** REQUIRED TASK **
Beginning at the line that contains "target: hanging moss" and ending at the last line of the entries, write out each line exactly; include nothing outside that span.

start PROVIDED INFORMATION

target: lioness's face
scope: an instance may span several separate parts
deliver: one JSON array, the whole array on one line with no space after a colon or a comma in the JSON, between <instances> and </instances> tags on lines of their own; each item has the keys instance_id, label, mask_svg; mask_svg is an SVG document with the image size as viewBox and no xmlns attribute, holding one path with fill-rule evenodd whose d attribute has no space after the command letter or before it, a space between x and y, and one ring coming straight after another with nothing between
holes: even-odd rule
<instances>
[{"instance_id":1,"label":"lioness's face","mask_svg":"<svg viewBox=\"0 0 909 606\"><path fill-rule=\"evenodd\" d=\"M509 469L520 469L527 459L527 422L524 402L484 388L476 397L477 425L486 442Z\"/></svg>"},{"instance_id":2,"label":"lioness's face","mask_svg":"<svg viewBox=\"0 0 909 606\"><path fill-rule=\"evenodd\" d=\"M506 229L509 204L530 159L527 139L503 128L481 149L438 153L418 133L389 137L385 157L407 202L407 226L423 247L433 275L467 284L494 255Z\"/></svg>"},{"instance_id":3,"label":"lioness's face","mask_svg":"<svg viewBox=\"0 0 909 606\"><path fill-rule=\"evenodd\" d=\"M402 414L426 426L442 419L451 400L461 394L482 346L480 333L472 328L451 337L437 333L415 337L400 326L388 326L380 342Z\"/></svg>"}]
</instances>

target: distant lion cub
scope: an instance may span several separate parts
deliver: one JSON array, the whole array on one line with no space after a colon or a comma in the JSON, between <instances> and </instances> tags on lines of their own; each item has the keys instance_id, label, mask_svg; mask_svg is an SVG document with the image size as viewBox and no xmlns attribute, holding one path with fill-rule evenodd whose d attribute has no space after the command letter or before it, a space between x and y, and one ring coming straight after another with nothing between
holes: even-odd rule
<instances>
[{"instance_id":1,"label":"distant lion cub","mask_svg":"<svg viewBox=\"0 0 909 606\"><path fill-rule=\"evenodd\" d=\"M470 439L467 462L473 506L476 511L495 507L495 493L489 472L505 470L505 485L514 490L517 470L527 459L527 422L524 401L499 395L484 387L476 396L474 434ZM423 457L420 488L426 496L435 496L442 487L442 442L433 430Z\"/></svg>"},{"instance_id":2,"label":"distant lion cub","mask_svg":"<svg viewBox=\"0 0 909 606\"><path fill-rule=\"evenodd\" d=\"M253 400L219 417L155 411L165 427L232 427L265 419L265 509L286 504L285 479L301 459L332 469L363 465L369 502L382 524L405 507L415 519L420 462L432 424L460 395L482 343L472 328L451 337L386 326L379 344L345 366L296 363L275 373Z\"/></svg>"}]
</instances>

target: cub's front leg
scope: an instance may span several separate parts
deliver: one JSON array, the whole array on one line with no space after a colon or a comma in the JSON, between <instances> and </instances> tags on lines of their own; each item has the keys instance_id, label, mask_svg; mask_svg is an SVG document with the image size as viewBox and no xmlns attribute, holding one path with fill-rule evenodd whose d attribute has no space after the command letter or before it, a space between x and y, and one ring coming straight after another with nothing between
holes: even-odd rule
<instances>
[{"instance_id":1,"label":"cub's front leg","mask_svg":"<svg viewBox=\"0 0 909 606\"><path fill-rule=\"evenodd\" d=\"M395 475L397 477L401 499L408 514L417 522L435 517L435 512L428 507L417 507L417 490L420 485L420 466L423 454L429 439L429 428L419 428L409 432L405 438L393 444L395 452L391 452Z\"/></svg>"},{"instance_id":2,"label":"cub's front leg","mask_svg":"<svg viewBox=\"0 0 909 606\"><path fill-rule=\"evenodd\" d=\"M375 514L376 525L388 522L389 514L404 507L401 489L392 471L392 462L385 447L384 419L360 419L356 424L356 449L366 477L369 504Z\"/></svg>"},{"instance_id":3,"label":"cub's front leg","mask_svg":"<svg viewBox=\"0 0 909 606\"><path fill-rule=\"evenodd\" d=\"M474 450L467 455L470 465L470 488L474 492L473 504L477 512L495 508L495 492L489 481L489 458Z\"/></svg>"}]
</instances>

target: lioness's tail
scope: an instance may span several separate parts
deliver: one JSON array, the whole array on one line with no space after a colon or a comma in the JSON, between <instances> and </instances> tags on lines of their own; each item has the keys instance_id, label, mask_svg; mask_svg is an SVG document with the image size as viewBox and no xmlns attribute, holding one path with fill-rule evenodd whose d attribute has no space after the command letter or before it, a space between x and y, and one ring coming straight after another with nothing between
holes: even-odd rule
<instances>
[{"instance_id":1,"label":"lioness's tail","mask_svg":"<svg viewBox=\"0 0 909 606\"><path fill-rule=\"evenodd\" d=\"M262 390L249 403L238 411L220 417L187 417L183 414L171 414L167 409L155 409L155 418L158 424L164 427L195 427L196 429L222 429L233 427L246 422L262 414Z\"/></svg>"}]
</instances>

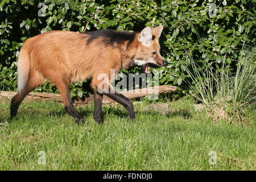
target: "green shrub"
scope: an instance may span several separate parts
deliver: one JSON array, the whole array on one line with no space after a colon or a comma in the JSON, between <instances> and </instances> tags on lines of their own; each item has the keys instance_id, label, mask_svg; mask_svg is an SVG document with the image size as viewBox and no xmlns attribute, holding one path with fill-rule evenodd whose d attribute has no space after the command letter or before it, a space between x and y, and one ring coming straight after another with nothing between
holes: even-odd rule
<instances>
[{"instance_id":1,"label":"green shrub","mask_svg":"<svg viewBox=\"0 0 256 182\"><path fill-rule=\"evenodd\" d=\"M43 2L43 1L42 1ZM176 96L188 93L190 80L183 65L186 63L186 51L190 49L194 60L203 55L213 59L216 55L226 56L225 61L236 69L241 44L246 39L255 42L255 9L256 0L171 1L103 0L49 1L46 5L45 16L39 1L0 0L0 89L15 90L16 86L17 56L22 43L28 38L51 30L84 32L98 29L140 31L145 26L162 24L164 34L160 42L162 55L168 65L152 68L160 73L160 85L177 86ZM216 5L216 16L209 16L209 3ZM249 28L250 27L250 28ZM251 32L245 36L245 32ZM202 49L196 34L199 32ZM201 66L205 67L204 61ZM139 72L137 67L129 70ZM86 82L71 84L72 96L81 96L90 90ZM49 82L38 88L39 92L57 92Z\"/></svg>"}]
</instances>

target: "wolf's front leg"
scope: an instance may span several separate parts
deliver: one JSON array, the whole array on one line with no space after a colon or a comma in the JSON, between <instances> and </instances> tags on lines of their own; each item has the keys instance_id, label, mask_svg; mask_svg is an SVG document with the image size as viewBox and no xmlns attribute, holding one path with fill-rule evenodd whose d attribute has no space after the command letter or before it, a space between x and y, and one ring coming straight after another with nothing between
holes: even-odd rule
<instances>
[{"instance_id":1,"label":"wolf's front leg","mask_svg":"<svg viewBox=\"0 0 256 182\"><path fill-rule=\"evenodd\" d=\"M133 108L133 102L131 100L116 91L114 91L114 93L104 93L104 94L109 98L122 104L128 111L128 117L130 119L133 119L134 118L134 110Z\"/></svg>"},{"instance_id":2,"label":"wolf's front leg","mask_svg":"<svg viewBox=\"0 0 256 182\"><path fill-rule=\"evenodd\" d=\"M102 107L102 94L100 94L98 92L94 92L94 111L93 113L93 118L98 124L101 124L102 121L101 120L101 108Z\"/></svg>"}]
</instances>

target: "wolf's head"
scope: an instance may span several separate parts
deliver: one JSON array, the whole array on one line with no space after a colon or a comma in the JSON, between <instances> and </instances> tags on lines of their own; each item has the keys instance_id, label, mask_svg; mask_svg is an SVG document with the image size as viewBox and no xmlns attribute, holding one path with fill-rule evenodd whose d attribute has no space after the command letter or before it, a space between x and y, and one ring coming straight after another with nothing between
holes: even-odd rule
<instances>
[{"instance_id":1,"label":"wolf's head","mask_svg":"<svg viewBox=\"0 0 256 182\"><path fill-rule=\"evenodd\" d=\"M163 28L162 25L152 29L147 27L139 33L138 46L133 61L142 66L144 73L149 73L150 64L160 67L167 64L160 54L159 39Z\"/></svg>"}]
</instances>

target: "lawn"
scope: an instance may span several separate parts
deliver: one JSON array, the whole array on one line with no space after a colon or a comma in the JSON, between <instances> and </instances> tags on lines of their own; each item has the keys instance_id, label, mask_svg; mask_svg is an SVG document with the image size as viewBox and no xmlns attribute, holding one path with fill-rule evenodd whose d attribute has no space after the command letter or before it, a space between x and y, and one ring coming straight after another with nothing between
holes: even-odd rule
<instances>
[{"instance_id":1,"label":"lawn","mask_svg":"<svg viewBox=\"0 0 256 182\"><path fill-rule=\"evenodd\" d=\"M163 115L137 102L133 121L119 105L104 106L101 125L93 105L76 107L81 126L57 102L22 104L13 121L0 104L0 169L255 169L255 110L247 125L213 123L190 100L168 104L175 109Z\"/></svg>"}]
</instances>

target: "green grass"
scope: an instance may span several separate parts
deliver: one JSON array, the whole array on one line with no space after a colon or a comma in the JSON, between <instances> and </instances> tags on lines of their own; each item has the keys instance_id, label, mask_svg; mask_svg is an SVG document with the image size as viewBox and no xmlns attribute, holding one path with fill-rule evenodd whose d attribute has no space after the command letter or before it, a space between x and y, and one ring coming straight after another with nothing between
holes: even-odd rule
<instances>
[{"instance_id":1,"label":"green grass","mask_svg":"<svg viewBox=\"0 0 256 182\"><path fill-rule=\"evenodd\" d=\"M195 111L189 100L170 102L167 115L135 105L129 121L122 107L104 106L105 123L93 121L93 106L77 108L86 122L77 125L54 102L22 104L9 119L9 104L0 104L1 170L255 170L255 110L247 126L213 123ZM46 164L39 164L40 151ZM208 154L217 153L210 165Z\"/></svg>"}]
</instances>

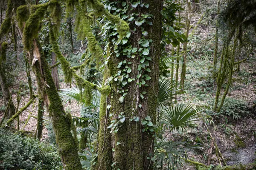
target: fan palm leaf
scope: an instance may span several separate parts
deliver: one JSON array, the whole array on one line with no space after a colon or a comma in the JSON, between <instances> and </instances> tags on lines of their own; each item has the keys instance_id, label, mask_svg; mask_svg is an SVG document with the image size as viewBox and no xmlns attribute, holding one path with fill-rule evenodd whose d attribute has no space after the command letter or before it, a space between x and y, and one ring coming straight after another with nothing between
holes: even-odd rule
<instances>
[{"instance_id":1,"label":"fan palm leaf","mask_svg":"<svg viewBox=\"0 0 256 170\"><path fill-rule=\"evenodd\" d=\"M177 105L174 107L169 104L160 110L163 122L169 126L171 130L183 130L200 117L201 108L193 109L192 105L183 109L184 105Z\"/></svg>"}]
</instances>

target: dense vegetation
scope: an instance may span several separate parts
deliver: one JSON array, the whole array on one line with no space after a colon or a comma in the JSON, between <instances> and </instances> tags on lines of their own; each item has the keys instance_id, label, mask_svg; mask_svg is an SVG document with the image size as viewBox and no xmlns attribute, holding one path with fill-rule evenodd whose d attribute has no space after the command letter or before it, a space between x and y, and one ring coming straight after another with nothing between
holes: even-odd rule
<instances>
[{"instance_id":1,"label":"dense vegetation","mask_svg":"<svg viewBox=\"0 0 256 170\"><path fill-rule=\"evenodd\" d=\"M256 169L255 0L0 9L0 170Z\"/></svg>"}]
</instances>

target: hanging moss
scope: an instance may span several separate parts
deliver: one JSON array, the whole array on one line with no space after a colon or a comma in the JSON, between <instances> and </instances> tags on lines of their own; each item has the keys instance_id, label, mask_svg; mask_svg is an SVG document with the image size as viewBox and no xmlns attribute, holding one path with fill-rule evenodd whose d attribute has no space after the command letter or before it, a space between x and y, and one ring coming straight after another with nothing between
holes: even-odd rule
<instances>
[{"instance_id":1,"label":"hanging moss","mask_svg":"<svg viewBox=\"0 0 256 170\"><path fill-rule=\"evenodd\" d=\"M0 39L4 35L8 34L10 28L12 28L12 0L8 1L7 8L6 11L6 18L3 20L0 27Z\"/></svg>"},{"instance_id":2,"label":"hanging moss","mask_svg":"<svg viewBox=\"0 0 256 170\"><path fill-rule=\"evenodd\" d=\"M0 62L4 62L6 60L6 51L8 45L8 44L6 42L3 42L1 45Z\"/></svg>"},{"instance_id":3,"label":"hanging moss","mask_svg":"<svg viewBox=\"0 0 256 170\"><path fill-rule=\"evenodd\" d=\"M16 11L17 20L18 26L23 30L23 23L25 23L29 17L29 9L26 5L20 6Z\"/></svg>"},{"instance_id":4,"label":"hanging moss","mask_svg":"<svg viewBox=\"0 0 256 170\"><path fill-rule=\"evenodd\" d=\"M52 0L49 4L48 11L50 12L51 17L54 23L53 26L54 32L57 34L58 29L61 26L61 6L57 0Z\"/></svg>"},{"instance_id":5,"label":"hanging moss","mask_svg":"<svg viewBox=\"0 0 256 170\"><path fill-rule=\"evenodd\" d=\"M26 22L23 31L23 44L25 49L28 51L31 48L33 40L38 36L41 22L44 17L48 6L48 4L46 3L31 7L31 14ZM17 20L24 20L24 19L18 18Z\"/></svg>"}]
</instances>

end PROVIDED INFORMATION

** FINAL ANSWER **
target: hanging moss
scope: an instance may span several separate parts
deliver: one JSON array, the whole array on one line with no space after a colon or a comma in the JSON, between <instances> and </instances> tags on lines of their own; each item has the keys instance_id, label, mask_svg; mask_svg is an SVG document with the image size as viewBox and no xmlns attribute, holding one path with fill-rule evenodd whose d attribute has no space after the command letter or before it, a space between x and y, and one ring coming straight after another with nothing between
holes: even-odd rule
<instances>
[{"instance_id":1,"label":"hanging moss","mask_svg":"<svg viewBox=\"0 0 256 170\"><path fill-rule=\"evenodd\" d=\"M0 39L4 35L8 34L10 28L12 28L12 0L8 1L7 8L6 11L6 18L3 20L0 27Z\"/></svg>"},{"instance_id":2,"label":"hanging moss","mask_svg":"<svg viewBox=\"0 0 256 170\"><path fill-rule=\"evenodd\" d=\"M0 62L4 62L6 60L6 51L8 45L8 44L6 42L3 42L1 45Z\"/></svg>"},{"instance_id":3,"label":"hanging moss","mask_svg":"<svg viewBox=\"0 0 256 170\"><path fill-rule=\"evenodd\" d=\"M16 11L17 20L18 26L23 30L23 23L25 23L29 17L29 9L26 5L20 6Z\"/></svg>"},{"instance_id":4,"label":"hanging moss","mask_svg":"<svg viewBox=\"0 0 256 170\"><path fill-rule=\"evenodd\" d=\"M52 0L49 4L48 11L50 12L51 17L54 23L53 26L54 32L57 34L58 29L61 26L61 6L57 0Z\"/></svg>"},{"instance_id":5,"label":"hanging moss","mask_svg":"<svg viewBox=\"0 0 256 170\"><path fill-rule=\"evenodd\" d=\"M26 22L23 31L23 44L25 49L28 51L31 48L33 40L38 36L41 22L44 17L48 6L48 4L46 3L31 7L31 14ZM17 20L24 20L24 19L18 18Z\"/></svg>"}]
</instances>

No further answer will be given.